> _SOURCE MATERIAL_
^^^^^^^^

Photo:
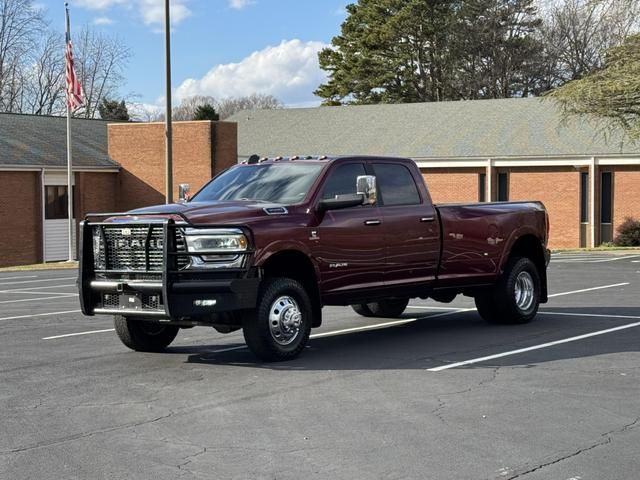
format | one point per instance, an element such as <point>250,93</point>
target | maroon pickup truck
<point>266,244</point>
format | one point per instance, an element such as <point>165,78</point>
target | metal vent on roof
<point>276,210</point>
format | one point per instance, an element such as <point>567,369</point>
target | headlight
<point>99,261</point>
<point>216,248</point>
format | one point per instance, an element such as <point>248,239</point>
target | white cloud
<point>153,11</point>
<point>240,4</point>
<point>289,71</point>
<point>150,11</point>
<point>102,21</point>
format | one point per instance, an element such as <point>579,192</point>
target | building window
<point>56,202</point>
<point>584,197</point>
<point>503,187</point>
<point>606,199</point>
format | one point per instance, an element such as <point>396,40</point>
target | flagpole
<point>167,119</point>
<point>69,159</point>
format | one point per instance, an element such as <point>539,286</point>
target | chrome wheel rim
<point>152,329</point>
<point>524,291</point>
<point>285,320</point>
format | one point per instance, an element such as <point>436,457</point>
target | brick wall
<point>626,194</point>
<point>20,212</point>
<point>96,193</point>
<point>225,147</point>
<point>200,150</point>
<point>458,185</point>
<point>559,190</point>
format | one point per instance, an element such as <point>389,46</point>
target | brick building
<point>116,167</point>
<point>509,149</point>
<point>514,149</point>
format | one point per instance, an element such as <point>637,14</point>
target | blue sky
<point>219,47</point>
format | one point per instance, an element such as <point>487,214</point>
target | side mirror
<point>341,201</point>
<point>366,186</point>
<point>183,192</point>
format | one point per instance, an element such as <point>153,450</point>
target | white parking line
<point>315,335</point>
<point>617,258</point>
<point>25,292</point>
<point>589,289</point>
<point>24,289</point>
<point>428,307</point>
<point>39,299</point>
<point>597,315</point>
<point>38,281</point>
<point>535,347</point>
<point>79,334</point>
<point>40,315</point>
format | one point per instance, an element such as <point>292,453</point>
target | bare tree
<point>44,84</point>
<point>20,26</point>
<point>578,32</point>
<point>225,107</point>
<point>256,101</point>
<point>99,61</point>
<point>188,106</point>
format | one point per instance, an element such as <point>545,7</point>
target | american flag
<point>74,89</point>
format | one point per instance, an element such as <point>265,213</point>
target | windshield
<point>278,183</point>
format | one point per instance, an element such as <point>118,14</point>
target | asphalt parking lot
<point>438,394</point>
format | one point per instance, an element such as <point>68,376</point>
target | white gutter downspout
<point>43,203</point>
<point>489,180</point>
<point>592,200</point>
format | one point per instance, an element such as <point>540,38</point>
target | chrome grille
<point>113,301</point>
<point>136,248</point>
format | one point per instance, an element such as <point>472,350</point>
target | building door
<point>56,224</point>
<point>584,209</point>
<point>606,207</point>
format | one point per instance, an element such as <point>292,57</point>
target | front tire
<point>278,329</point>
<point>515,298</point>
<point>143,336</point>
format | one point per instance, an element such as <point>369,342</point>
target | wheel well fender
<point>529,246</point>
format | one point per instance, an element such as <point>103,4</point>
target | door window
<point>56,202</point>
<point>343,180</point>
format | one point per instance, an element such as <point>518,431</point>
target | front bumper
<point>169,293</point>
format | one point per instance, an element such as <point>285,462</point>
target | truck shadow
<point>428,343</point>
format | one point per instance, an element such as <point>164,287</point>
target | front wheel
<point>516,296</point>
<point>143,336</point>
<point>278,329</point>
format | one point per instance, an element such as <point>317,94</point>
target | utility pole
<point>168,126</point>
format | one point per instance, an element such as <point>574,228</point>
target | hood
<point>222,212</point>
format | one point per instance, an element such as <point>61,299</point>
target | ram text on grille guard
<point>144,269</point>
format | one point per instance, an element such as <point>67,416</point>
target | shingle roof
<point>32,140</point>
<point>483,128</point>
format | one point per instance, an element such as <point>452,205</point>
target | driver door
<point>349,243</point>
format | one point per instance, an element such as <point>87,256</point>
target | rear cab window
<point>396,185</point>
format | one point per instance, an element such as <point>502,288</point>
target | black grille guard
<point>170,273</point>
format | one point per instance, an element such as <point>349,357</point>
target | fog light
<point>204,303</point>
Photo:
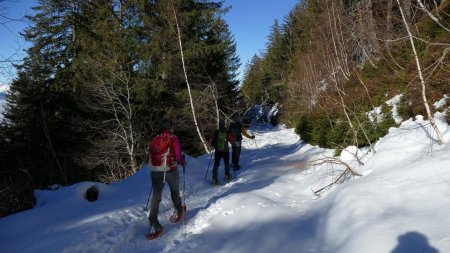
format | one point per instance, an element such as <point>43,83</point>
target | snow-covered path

^^^^^^^^

> _HOW TO COMPLETE THIS TASK_
Since only part of the listing is wanted, copy exactly the lines from the one holding "such as <point>118,14</point>" to the one holding "such as <point>472,350</point>", both included.

> _WRITTEN REPLY_
format | one point per instance, an element such as <point>118,14</point>
target | asphalt parking lot
<point>438,394</point>
format | one point per instance, an element such as <point>68,376</point>
target | white gutter downspout
<point>43,203</point>
<point>489,180</point>
<point>592,200</point>
format | one point per instance, an element such as <point>540,38</point>
target | chrome grille
<point>113,301</point>
<point>136,248</point>
format | one point per instance, an element such as <point>472,350</point>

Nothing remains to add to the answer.